Intel CEO Lip-Bu Tan said it plainly in February 2026: no relief on the AI capacity crunch until 2028. That is six more quarters of constrained GPUs, power, data centers, memory, and CPUs. Sam Altman said OpenAI was out of GPUs in February 2025. Oracle's Safra Catz said customers were being waved off or scheduled into the future in March 2025. Microsoft's Satya Nadella admitted in October 2025 that chips were sitting in inventory because there was no power to run them. Sundar Pichai called capacity the top question keeping Alphabet up at night in February 2026. This is not a single company's problem. It is a structural ceiling.

The downstream consequence is rationing. Inference prices, which have been largely subsidized and static, will rise. Enterprises will be forced to decide which teams get frontier models and which get something smaller or nothing at all. Not every CRM update requires a trillion-parameter model. Marketing gets this much compute, sales gets that much, engineering probably gets more. That prioritization framework does not exist at most companies yet, and building it will be painful.

The piece is worth reading in full because Tunguz does not stop at the problem. He traces the logical chain: constraint forces optimization, optimization accelerates open source adoption, and smaller models become the default for most workloads. The question he poses is simple and worth sitting with: what happens to your business when your AI does not answer?
━━━━━━━━━━━━━━━━━━━━━━━━━━━━━━
Please answer from the article on the AI capacity crunch: what did Satya Nadella admit in October 2025? The records that come next are separate material and have no connection to the article.

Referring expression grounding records
━━━━━━━━━━━━━━━━━━━━━━━━━━━━━━
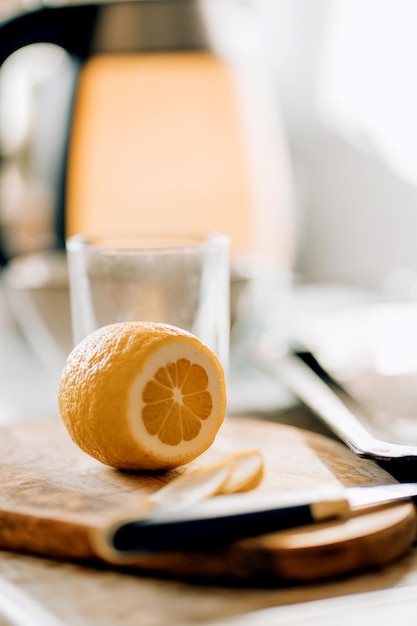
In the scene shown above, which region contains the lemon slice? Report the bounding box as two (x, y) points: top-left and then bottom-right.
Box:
(58, 322), (226, 470)
(144, 450), (263, 510)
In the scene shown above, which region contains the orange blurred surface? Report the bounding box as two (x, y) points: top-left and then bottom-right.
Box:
(67, 52), (256, 253)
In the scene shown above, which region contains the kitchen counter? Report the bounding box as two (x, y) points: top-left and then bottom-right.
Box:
(0, 280), (417, 626)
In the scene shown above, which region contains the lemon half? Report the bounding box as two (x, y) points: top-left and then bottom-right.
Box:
(58, 322), (226, 470)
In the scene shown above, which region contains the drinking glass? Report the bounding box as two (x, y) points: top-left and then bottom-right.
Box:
(66, 233), (230, 367)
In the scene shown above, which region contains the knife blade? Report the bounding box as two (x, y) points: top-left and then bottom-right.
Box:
(98, 483), (417, 560)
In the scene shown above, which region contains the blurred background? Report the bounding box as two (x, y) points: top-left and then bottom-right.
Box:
(0, 0), (417, 428)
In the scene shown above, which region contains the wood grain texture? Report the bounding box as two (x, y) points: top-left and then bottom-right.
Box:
(0, 418), (417, 581)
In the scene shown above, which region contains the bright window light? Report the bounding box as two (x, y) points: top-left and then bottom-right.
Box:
(318, 0), (417, 184)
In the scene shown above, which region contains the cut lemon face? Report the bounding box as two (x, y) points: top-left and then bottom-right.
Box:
(58, 322), (226, 470)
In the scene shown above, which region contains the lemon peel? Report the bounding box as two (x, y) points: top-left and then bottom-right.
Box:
(58, 322), (226, 470)
(143, 450), (264, 510)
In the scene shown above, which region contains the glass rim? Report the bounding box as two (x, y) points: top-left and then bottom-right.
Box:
(65, 231), (230, 254)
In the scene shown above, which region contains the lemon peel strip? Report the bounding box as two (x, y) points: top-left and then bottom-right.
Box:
(143, 450), (264, 510)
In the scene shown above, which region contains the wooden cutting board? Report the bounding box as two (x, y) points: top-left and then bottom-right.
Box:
(0, 417), (417, 582)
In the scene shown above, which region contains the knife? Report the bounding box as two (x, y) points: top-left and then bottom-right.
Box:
(96, 483), (417, 561)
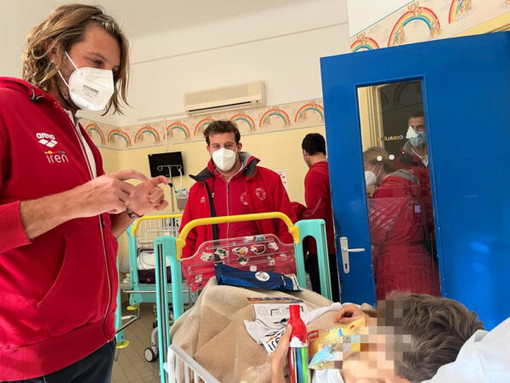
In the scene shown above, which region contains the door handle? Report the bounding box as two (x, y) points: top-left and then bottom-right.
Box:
(340, 237), (365, 274)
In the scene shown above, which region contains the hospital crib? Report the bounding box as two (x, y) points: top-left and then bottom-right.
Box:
(116, 214), (193, 362)
(154, 212), (332, 383)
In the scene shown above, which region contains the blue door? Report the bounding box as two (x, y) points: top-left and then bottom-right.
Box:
(321, 32), (510, 328)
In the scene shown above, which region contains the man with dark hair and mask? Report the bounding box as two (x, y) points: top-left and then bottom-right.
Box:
(293, 133), (340, 302)
(181, 121), (296, 282)
(0, 4), (168, 383)
(393, 110), (436, 257)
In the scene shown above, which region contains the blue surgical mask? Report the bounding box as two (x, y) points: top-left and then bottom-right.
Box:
(406, 126), (427, 148)
(409, 132), (427, 148)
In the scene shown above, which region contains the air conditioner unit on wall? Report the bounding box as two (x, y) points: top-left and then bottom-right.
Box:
(184, 81), (266, 115)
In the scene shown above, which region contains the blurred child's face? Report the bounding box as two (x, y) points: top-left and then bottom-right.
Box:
(334, 302), (409, 383)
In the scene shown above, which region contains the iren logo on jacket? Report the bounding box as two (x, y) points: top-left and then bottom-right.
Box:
(35, 133), (58, 148)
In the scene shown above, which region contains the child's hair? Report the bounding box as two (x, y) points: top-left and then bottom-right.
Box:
(377, 293), (484, 382)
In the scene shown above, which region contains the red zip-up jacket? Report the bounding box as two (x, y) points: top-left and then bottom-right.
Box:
(180, 152), (296, 277)
(0, 78), (118, 381)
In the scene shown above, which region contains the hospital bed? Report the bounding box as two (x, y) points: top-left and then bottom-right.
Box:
(116, 214), (194, 362)
(154, 212), (332, 383)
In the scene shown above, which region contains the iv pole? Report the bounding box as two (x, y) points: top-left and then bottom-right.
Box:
(157, 165), (182, 213)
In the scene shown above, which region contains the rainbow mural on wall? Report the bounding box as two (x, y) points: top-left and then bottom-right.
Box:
(85, 124), (106, 145)
(351, 33), (379, 52)
(230, 113), (255, 132)
(259, 106), (290, 128)
(166, 121), (191, 140)
(135, 125), (161, 144)
(108, 128), (131, 147)
(193, 117), (214, 136)
(388, 4), (441, 47)
(448, 0), (471, 24)
(294, 101), (324, 122)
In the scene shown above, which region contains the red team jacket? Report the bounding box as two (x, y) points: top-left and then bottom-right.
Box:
(180, 152), (296, 277)
(0, 78), (118, 381)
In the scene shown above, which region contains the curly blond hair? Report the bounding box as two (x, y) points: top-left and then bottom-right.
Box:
(22, 4), (129, 114)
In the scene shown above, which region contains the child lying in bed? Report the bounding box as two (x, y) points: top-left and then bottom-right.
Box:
(271, 293), (483, 383)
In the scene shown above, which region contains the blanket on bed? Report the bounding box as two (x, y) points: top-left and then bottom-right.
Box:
(170, 278), (336, 383)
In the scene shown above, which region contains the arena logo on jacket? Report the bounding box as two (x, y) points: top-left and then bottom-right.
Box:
(255, 188), (266, 201)
(35, 133), (69, 164)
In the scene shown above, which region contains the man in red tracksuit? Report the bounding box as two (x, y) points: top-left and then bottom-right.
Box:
(0, 4), (168, 383)
(181, 121), (296, 286)
(293, 133), (340, 302)
(393, 111), (437, 258)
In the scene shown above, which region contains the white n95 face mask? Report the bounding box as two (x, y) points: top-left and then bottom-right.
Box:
(58, 52), (115, 111)
(212, 148), (237, 172)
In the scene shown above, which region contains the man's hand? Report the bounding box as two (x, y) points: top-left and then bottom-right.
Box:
(20, 169), (155, 239)
(70, 169), (148, 218)
(271, 324), (292, 383)
(126, 176), (168, 215)
(335, 305), (366, 324)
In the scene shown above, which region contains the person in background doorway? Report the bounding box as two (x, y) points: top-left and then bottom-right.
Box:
(363, 147), (441, 299)
(293, 133), (340, 302)
(180, 121), (296, 284)
(394, 110), (437, 257)
(0, 4), (168, 383)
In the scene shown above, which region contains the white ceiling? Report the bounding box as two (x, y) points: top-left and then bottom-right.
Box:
(0, 0), (322, 76)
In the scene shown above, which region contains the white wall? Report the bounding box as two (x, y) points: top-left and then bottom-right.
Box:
(84, 0), (349, 126)
(347, 0), (413, 36)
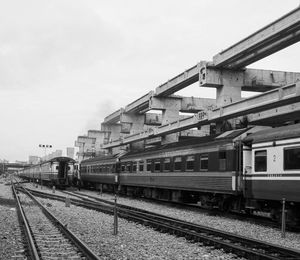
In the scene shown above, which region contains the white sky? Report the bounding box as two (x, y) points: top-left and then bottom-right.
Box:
(0, 0), (300, 161)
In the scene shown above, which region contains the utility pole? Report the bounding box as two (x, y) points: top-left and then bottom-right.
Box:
(39, 144), (52, 159)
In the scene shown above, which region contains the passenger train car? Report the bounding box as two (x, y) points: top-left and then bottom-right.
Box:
(81, 124), (300, 222)
(18, 157), (76, 187)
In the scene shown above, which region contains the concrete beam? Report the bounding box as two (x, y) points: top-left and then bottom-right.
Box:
(200, 66), (300, 92)
(180, 97), (217, 113)
(213, 7), (300, 69)
(124, 91), (154, 113)
(247, 102), (300, 126)
(155, 62), (203, 97)
(103, 108), (124, 124)
(144, 113), (162, 126)
(105, 82), (300, 148)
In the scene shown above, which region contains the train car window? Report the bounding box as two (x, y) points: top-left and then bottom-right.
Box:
(132, 162), (137, 172)
(163, 158), (171, 172)
(254, 150), (267, 172)
(185, 155), (195, 171)
(219, 151), (226, 171)
(139, 161), (144, 172)
(283, 147), (300, 170)
(154, 160), (160, 172)
(121, 164), (125, 172)
(126, 162), (131, 172)
(174, 157), (182, 172)
(147, 160), (152, 172)
(200, 154), (208, 171)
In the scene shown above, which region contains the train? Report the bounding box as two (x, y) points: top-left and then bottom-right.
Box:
(18, 156), (78, 188)
(80, 124), (300, 225)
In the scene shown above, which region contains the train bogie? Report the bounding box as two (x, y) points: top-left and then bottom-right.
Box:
(81, 124), (300, 223)
(19, 157), (75, 187)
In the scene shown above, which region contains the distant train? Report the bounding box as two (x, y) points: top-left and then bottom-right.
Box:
(18, 157), (78, 187)
(80, 124), (300, 224)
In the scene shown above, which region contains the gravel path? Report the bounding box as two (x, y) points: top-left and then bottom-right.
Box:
(0, 177), (27, 260)
(39, 196), (238, 260)
(19, 185), (300, 258)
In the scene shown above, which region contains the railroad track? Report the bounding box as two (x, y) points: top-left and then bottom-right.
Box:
(21, 187), (300, 260)
(12, 185), (99, 260)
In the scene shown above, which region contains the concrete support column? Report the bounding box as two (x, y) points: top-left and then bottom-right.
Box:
(161, 104), (179, 144)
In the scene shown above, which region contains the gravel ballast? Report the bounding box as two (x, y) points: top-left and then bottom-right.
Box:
(40, 199), (237, 260)
(20, 185), (300, 259)
(0, 177), (27, 260)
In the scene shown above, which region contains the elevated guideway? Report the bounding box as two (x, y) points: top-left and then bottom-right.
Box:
(95, 7), (300, 149)
(104, 81), (300, 148)
(213, 7), (300, 69)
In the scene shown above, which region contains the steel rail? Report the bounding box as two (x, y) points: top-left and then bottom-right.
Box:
(24, 188), (300, 260)
(19, 188), (100, 260)
(12, 183), (40, 260)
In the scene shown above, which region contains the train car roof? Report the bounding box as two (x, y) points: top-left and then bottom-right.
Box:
(125, 128), (249, 157)
(47, 156), (76, 163)
(243, 123), (300, 144)
(81, 154), (120, 163)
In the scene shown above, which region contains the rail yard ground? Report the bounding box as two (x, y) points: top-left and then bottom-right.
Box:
(0, 179), (237, 260)
(0, 177), (26, 260)
(0, 178), (300, 260)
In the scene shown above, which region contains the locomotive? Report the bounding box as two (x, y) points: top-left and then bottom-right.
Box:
(80, 124), (300, 225)
(18, 157), (76, 188)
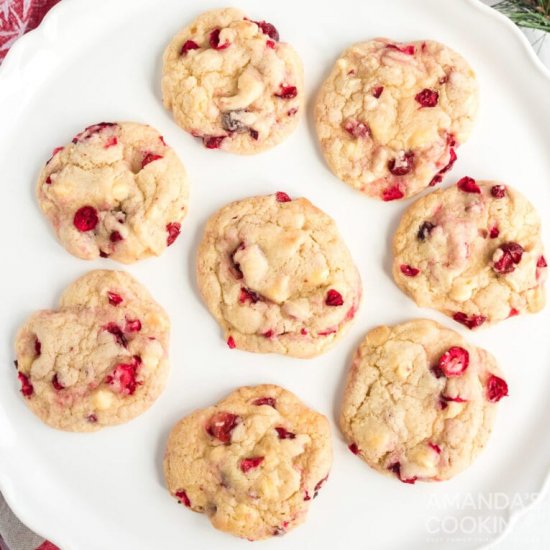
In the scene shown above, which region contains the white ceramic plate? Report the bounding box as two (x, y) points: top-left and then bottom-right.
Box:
(0, 0), (550, 550)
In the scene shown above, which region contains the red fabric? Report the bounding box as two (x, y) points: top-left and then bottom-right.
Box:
(0, 0), (59, 62)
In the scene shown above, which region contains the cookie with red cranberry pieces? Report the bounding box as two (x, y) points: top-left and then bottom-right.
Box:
(197, 192), (361, 357)
(37, 122), (189, 263)
(164, 384), (332, 540)
(340, 320), (508, 484)
(393, 177), (547, 329)
(15, 270), (170, 432)
(315, 38), (478, 201)
(162, 8), (305, 154)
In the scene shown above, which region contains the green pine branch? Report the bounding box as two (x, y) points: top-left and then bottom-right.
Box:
(493, 0), (550, 32)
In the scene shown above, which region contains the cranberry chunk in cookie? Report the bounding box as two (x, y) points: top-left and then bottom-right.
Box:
(315, 38), (478, 201)
(197, 191), (361, 357)
(393, 177), (547, 330)
(162, 8), (305, 154)
(15, 271), (170, 432)
(37, 122), (188, 263)
(340, 320), (508, 484)
(164, 385), (332, 540)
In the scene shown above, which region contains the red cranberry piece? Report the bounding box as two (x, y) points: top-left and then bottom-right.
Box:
(388, 462), (417, 485)
(439, 346), (470, 378)
(73, 206), (99, 232)
(487, 374), (508, 403)
(105, 361), (141, 395)
(275, 191), (292, 202)
(52, 373), (65, 391)
(493, 242), (523, 275)
(180, 40), (199, 55)
(176, 489), (191, 508)
(103, 136), (118, 149)
(252, 397), (277, 409)
(275, 426), (296, 439)
(202, 136), (227, 149)
(166, 222), (181, 246)
(348, 443), (359, 455)
(17, 372), (34, 397)
(254, 21), (279, 42)
(491, 185), (506, 199)
(239, 287), (260, 304)
(430, 148), (458, 187)
(275, 84), (298, 99)
(400, 264), (420, 277)
(456, 176), (481, 193)
(109, 231), (122, 243)
(414, 88), (439, 107)
(388, 151), (414, 176)
(453, 311), (487, 330)
(382, 185), (405, 202)
(107, 290), (122, 306)
(386, 44), (414, 55)
(208, 28), (231, 50)
(416, 222), (435, 241)
(103, 323), (128, 347)
(141, 153), (163, 168)
(325, 288), (344, 307)
(344, 118), (370, 138)
(125, 319), (141, 332)
(206, 411), (240, 444)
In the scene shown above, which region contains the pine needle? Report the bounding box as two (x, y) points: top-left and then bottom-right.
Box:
(493, 0), (550, 32)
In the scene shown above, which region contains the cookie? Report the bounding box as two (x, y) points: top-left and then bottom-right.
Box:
(340, 320), (508, 483)
(164, 385), (332, 540)
(162, 8), (305, 154)
(197, 192), (361, 357)
(37, 122), (188, 263)
(393, 177), (547, 329)
(15, 270), (170, 432)
(315, 38), (478, 201)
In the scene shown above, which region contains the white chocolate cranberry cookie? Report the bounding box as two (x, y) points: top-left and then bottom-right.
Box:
(15, 271), (170, 432)
(37, 122), (188, 263)
(315, 38), (478, 201)
(162, 8), (305, 154)
(340, 320), (508, 483)
(164, 385), (332, 540)
(197, 192), (361, 357)
(393, 177), (547, 329)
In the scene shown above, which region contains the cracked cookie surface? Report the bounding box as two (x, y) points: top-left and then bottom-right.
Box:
(37, 122), (189, 263)
(15, 270), (170, 432)
(164, 384), (332, 540)
(393, 177), (547, 329)
(197, 192), (361, 357)
(315, 38), (478, 201)
(340, 320), (508, 483)
(162, 8), (305, 154)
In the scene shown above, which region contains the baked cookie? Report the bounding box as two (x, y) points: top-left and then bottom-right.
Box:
(162, 8), (305, 154)
(164, 385), (332, 540)
(37, 122), (188, 263)
(393, 177), (547, 329)
(197, 192), (361, 357)
(315, 38), (478, 201)
(340, 320), (508, 483)
(15, 271), (170, 432)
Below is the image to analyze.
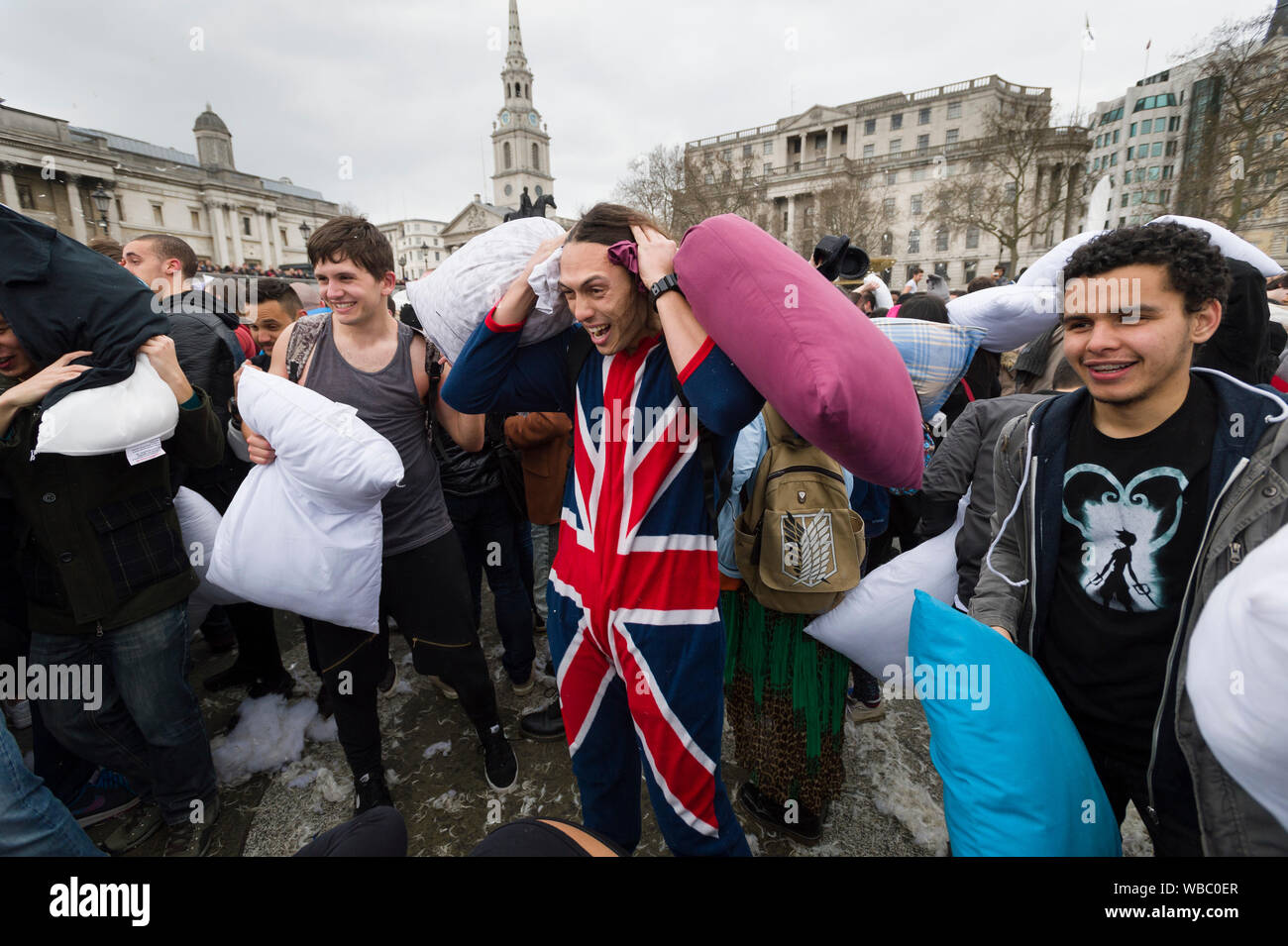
━━━━━━━━━━━━━━━━━━━━━━━━━━━━━━
Final answer: He admitted that chips were sitting in inventory because there was no power to run them.